▶ **PROBLEM TO SOLVE**
Copy exactly the stretch of data below from the line with "Target: mountain ridge" through the line with "Target: green tree", including both of those lines.

▶ **EXCERPTED RECORDS**

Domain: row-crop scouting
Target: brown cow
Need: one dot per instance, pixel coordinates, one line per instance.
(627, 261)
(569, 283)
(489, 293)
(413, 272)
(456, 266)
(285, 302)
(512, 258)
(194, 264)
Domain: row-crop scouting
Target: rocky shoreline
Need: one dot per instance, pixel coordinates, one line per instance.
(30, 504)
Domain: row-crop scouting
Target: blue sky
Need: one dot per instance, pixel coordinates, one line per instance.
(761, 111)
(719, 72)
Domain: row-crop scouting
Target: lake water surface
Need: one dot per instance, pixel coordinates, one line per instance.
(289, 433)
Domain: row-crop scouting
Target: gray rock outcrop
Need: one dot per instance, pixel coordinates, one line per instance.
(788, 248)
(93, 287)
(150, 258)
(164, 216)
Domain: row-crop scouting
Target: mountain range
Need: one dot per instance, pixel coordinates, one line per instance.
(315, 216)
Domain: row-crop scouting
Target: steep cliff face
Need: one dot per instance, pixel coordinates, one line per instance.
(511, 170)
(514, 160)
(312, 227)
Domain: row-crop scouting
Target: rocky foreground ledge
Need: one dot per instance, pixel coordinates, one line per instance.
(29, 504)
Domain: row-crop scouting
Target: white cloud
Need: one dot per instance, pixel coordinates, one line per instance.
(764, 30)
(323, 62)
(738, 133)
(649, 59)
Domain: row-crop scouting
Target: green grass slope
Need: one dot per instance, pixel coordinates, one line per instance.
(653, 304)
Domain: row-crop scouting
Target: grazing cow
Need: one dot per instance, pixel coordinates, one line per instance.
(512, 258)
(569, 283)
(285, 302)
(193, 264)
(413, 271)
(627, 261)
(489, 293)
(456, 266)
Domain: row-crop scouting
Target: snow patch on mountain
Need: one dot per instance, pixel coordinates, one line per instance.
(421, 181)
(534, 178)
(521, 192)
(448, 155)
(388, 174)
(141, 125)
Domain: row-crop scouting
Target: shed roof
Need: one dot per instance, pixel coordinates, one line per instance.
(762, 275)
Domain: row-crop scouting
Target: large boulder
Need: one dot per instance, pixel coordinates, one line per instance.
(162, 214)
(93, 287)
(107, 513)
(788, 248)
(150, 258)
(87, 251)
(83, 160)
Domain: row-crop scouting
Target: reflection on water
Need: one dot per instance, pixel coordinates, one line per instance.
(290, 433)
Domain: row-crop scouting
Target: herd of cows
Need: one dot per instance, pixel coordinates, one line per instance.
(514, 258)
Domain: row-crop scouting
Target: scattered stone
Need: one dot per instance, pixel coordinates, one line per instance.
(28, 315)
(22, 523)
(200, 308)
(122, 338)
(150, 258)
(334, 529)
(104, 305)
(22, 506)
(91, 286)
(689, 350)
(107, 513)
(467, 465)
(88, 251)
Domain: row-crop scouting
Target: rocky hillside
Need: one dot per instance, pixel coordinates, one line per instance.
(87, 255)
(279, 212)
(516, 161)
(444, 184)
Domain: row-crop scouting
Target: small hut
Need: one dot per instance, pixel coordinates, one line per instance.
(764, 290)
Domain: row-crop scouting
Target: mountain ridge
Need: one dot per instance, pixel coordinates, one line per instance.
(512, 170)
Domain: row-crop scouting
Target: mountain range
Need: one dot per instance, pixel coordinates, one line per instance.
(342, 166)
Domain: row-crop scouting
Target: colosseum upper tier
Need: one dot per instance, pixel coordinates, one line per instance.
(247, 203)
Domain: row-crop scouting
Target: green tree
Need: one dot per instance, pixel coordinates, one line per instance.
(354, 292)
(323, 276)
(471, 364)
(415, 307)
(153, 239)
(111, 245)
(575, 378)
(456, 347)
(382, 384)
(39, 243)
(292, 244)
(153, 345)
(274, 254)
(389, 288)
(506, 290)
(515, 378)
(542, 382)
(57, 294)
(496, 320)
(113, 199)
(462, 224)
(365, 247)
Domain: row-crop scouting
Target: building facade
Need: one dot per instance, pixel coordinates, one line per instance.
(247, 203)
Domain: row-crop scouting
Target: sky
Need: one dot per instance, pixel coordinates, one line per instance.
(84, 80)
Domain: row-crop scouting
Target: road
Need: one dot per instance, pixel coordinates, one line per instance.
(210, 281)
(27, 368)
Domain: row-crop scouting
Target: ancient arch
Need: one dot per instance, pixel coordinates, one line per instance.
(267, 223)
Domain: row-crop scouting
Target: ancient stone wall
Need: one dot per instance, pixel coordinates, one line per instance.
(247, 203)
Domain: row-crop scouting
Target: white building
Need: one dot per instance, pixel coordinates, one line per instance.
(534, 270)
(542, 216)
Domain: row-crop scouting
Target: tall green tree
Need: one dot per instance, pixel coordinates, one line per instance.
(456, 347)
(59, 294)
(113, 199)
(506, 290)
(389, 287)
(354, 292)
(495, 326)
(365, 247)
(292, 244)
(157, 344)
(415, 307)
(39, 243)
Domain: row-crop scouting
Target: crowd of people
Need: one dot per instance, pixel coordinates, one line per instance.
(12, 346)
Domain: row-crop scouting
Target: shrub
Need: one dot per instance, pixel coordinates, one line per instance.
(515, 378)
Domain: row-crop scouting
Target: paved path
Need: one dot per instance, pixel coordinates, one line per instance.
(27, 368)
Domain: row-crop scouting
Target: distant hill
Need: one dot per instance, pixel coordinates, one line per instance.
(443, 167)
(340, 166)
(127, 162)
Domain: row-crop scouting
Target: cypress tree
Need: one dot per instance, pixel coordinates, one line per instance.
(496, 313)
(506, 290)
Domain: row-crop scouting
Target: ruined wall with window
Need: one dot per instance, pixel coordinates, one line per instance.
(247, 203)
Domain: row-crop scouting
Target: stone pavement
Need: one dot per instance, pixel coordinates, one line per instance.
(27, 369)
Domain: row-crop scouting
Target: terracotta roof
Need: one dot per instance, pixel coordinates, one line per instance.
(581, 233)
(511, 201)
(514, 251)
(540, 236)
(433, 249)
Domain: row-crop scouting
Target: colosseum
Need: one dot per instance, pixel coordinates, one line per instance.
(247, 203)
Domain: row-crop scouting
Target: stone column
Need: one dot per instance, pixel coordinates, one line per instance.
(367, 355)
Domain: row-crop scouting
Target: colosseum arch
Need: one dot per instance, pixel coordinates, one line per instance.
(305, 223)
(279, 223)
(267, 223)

---

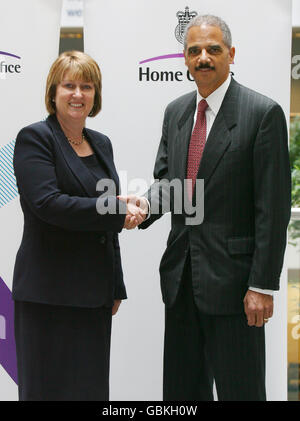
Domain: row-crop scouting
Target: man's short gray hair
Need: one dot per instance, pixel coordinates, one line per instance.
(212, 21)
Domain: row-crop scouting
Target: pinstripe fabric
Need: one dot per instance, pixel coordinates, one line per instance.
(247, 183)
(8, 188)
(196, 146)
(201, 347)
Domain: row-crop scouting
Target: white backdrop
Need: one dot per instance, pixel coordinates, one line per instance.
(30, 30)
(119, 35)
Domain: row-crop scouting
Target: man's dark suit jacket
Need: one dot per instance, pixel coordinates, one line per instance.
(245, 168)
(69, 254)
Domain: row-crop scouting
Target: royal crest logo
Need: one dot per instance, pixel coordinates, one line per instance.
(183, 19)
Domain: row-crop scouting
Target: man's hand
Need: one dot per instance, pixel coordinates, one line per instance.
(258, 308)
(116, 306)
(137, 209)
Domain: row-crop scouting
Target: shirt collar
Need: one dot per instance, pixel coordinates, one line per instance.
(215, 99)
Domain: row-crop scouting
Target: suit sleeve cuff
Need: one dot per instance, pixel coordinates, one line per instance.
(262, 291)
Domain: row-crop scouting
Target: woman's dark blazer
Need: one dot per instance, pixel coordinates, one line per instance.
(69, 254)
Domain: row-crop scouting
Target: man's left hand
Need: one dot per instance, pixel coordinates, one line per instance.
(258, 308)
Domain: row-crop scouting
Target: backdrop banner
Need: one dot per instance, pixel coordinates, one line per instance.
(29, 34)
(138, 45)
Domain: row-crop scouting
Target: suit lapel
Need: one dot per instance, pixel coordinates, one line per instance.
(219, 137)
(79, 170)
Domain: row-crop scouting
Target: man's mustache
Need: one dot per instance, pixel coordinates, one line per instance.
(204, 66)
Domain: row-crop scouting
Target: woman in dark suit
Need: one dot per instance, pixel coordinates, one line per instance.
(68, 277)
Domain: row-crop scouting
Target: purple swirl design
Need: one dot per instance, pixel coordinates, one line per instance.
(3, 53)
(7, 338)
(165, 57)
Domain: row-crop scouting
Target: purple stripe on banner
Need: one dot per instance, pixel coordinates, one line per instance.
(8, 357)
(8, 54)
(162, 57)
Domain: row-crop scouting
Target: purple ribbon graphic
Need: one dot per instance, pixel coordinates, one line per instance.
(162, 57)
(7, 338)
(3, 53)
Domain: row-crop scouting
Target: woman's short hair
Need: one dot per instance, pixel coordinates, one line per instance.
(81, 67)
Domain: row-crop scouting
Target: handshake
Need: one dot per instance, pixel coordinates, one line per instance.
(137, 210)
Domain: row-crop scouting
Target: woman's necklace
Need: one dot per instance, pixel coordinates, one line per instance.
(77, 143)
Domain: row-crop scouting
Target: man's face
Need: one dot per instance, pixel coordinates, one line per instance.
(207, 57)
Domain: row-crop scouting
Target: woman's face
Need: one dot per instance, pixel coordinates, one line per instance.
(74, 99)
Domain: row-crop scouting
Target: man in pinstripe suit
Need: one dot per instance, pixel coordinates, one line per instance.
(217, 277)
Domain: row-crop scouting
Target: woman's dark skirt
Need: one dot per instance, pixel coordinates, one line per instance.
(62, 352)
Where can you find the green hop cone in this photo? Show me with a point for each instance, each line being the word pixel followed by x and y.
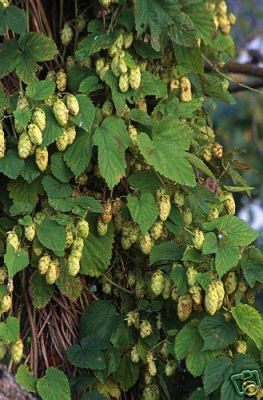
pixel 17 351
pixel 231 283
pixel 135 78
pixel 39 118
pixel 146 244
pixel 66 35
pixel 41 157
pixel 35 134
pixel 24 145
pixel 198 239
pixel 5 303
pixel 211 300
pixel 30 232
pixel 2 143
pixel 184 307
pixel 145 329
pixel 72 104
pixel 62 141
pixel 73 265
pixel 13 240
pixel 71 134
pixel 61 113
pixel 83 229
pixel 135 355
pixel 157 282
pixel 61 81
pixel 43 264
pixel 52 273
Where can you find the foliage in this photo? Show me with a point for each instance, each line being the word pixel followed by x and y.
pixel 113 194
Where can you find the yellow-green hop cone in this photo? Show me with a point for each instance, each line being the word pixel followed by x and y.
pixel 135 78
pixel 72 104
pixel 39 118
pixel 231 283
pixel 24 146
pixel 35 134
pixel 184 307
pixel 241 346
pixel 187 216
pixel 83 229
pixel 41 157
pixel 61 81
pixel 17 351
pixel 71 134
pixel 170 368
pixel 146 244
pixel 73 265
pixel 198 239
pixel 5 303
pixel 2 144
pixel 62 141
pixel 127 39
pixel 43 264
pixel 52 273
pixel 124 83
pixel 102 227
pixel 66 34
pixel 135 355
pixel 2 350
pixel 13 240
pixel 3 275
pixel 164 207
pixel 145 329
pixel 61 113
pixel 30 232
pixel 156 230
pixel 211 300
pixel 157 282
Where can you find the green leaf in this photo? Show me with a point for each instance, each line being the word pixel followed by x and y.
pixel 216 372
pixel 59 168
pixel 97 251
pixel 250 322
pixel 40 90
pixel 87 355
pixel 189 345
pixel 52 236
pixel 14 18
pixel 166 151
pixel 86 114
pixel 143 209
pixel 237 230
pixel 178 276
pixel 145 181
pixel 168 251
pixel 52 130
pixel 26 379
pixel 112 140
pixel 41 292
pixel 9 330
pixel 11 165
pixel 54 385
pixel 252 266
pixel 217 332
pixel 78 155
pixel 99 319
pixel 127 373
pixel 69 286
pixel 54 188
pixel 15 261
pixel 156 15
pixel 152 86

▶ **RESULT BELOW**
Target: mountain ridge
Need: one dot per instance, pixel coordinates, one line per instance.
(512, 170)
Domain: row-crop scouting
Target: mountain range
Need: one dot per instance, pixel coordinates, one line per instance.
(342, 166)
Domain: row-crop scouting
Target: colosseum upper tier
Need: one dot per instance, pixel coordinates, one line per instance.
(247, 203)
Domain: row-crop scouting
Target: green tree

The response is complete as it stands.